P06-04. Using referrals from government health centers to expand an HIV discordant couple cohort in Lusaka, Zambia in preparation for vaccine efficacy trials
Retrovirology volume 6, Article number: P93 (2009)
The Zambia Emory HIV Research Project (ZEHRP) uses Couples HIV Counselling and Testing (CHCT) centers to recruit a large cohort of discordant couples in preparation for HIV prevention and vaccine trials. In 2008–2009, the project shifted from operating 3 private CHCT centers to supporting CHCT at government health centers throughout Lusaka, casting a wider net for study recruitment while building a sustainable service.
ZEHRP partnered with the Ministry of Health (MOH) and the Lusaka Urban District Health Management Team (LUDHMT) to introduce CHCT into Lusaka government clinics. ZEHRP assessed government clinics' ability and willingness to support CHCT. ZEHRP partnered with clinics that agreed to contribute space, staff time, and volunteer promoters. ZEHRP trained counsellors and promoters. MOH provided rapid test kits. ZEHRP provided other materials, overtime wages for clinic staff, and ZEHRP staff time. CHCT is conducted Saturday and Sunday when clinics are less crowded and men are more likely to attend with their wives. HIV-discordant couples are given appointments at ZEHRP's clinic; ZEHRP provides transport from government clinics.

■ GIVEN ENTRIES ■
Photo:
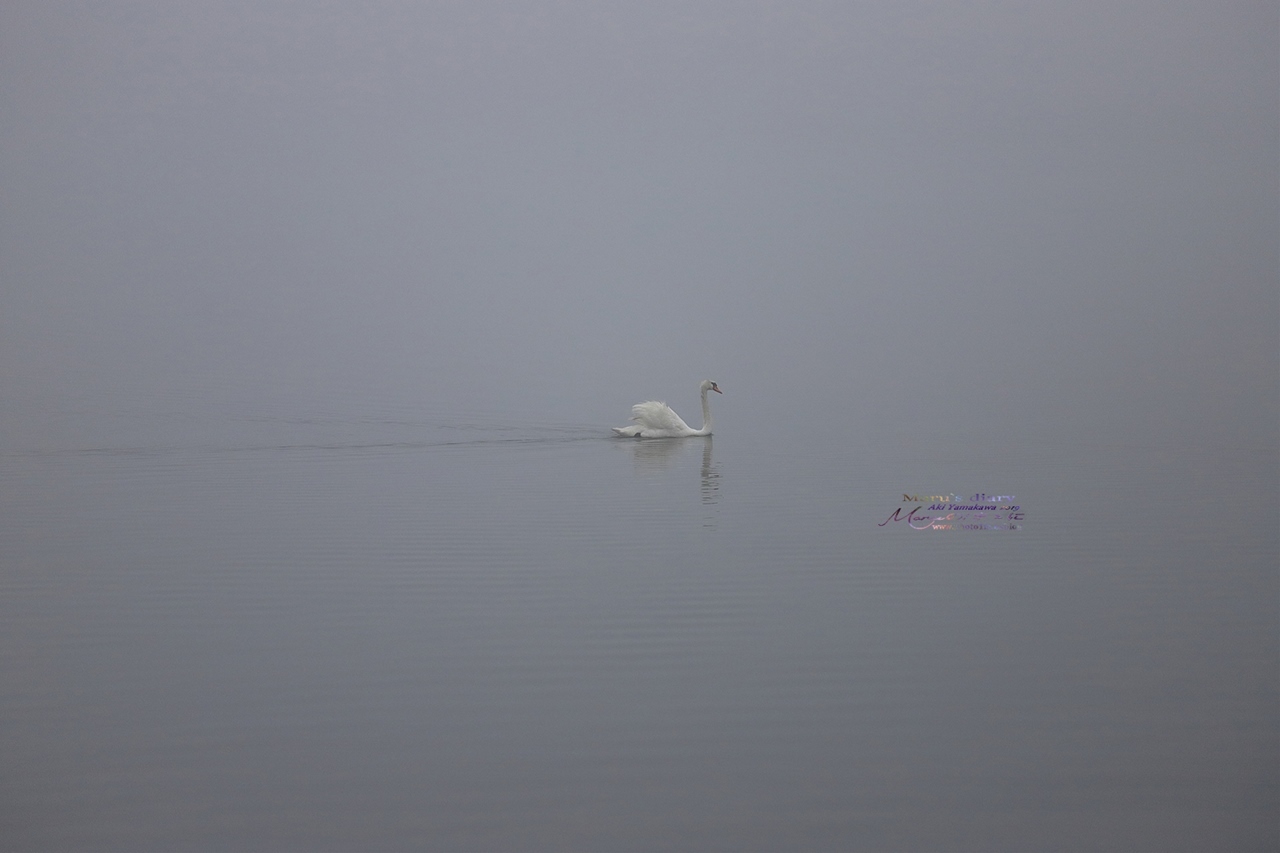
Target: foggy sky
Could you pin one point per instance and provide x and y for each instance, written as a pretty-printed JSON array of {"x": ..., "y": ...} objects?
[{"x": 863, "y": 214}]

---

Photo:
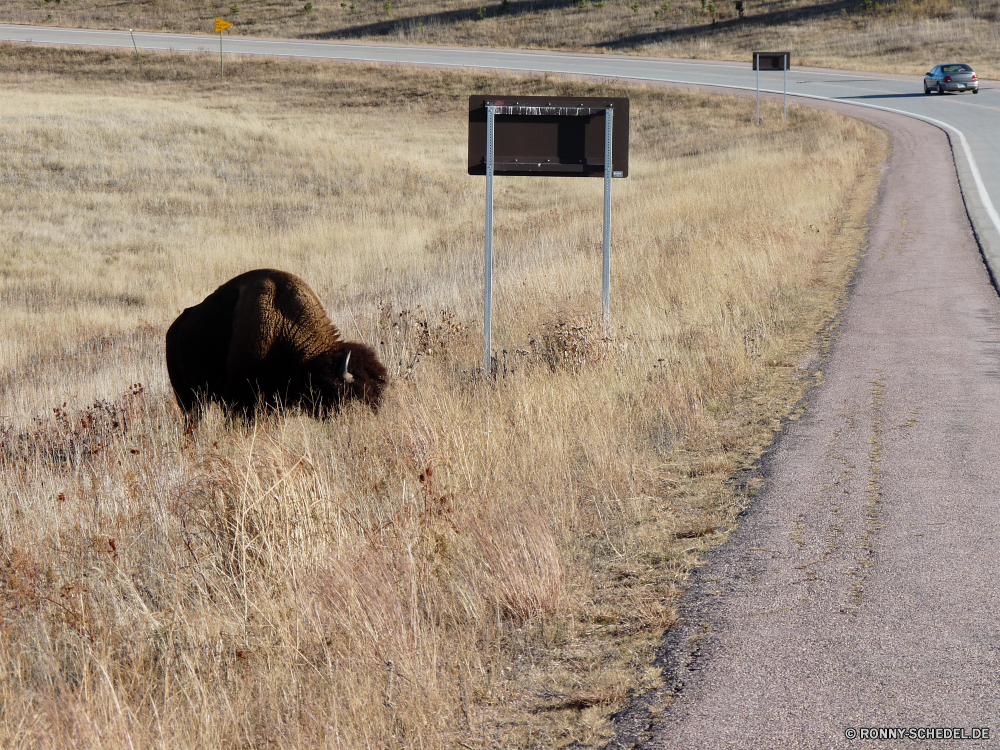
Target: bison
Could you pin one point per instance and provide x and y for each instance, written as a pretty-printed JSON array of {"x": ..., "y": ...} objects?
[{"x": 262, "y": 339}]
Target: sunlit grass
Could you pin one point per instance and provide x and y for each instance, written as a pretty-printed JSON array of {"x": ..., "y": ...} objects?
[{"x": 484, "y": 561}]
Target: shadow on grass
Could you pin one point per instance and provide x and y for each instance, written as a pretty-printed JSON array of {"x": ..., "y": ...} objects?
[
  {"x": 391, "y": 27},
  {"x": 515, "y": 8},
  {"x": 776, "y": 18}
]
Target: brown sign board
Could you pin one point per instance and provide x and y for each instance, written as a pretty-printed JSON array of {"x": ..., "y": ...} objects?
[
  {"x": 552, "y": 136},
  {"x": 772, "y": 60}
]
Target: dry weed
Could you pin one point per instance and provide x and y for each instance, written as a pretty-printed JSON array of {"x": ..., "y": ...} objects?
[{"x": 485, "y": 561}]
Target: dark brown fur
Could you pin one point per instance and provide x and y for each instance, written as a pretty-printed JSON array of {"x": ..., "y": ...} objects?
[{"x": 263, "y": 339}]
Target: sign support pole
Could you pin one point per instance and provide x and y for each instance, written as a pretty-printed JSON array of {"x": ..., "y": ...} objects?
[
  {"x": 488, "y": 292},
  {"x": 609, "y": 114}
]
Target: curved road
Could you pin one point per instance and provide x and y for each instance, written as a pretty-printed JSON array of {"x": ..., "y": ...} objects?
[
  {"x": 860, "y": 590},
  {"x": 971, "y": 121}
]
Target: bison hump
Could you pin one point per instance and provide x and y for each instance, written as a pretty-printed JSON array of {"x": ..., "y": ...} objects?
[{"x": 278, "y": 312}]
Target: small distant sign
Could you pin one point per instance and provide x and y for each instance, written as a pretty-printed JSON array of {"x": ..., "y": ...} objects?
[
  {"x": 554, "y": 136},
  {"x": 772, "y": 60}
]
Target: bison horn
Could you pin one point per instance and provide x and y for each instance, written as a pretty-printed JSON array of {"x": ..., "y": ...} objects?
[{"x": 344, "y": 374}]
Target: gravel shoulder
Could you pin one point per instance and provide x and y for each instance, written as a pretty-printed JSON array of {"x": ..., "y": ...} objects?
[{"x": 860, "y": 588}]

==

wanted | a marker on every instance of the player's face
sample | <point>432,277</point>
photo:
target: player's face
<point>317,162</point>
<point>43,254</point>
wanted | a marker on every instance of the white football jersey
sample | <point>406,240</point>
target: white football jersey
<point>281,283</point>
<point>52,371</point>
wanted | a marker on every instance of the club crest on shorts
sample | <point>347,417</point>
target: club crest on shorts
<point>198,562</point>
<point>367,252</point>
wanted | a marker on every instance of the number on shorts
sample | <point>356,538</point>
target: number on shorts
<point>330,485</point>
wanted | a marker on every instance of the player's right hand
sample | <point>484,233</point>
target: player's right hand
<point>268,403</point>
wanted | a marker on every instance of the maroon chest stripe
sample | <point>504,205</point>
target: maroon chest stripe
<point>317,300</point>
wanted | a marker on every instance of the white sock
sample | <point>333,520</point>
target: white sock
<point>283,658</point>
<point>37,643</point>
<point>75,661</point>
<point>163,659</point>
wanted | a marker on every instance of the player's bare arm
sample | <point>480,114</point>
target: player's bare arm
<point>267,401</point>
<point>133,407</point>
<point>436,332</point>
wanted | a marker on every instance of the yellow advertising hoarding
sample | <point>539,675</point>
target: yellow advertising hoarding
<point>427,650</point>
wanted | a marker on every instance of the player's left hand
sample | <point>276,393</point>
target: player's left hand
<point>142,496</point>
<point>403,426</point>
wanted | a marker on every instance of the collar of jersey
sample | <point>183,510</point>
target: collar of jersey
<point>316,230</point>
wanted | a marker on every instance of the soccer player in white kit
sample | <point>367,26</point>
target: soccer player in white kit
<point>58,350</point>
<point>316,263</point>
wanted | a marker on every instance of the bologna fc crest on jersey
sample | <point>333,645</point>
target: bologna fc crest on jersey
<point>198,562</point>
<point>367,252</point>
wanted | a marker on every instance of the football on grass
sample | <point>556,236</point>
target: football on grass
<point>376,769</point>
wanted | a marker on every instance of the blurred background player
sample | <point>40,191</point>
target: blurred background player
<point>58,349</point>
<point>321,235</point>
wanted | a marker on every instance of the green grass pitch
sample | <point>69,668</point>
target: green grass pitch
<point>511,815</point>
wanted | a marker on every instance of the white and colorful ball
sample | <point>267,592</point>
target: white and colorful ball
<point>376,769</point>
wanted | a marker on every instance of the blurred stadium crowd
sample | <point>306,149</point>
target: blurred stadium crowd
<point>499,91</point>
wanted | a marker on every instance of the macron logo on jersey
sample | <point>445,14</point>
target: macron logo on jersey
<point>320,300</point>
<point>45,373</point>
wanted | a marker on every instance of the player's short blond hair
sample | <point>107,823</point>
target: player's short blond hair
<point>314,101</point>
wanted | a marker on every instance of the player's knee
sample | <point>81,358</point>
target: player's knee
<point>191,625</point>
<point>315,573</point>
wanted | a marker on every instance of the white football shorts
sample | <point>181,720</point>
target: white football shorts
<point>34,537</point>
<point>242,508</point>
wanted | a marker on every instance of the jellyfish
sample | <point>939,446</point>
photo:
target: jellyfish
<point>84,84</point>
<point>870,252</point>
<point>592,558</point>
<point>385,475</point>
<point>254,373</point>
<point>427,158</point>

■ WHAT IS BEING ASKED ■
According to the text on couples HIV testing in Lusaka, on which days is CHCT conducted at the government clinics?

■ RESPONSE TO THIS TASK ■
Saturday and Sunday.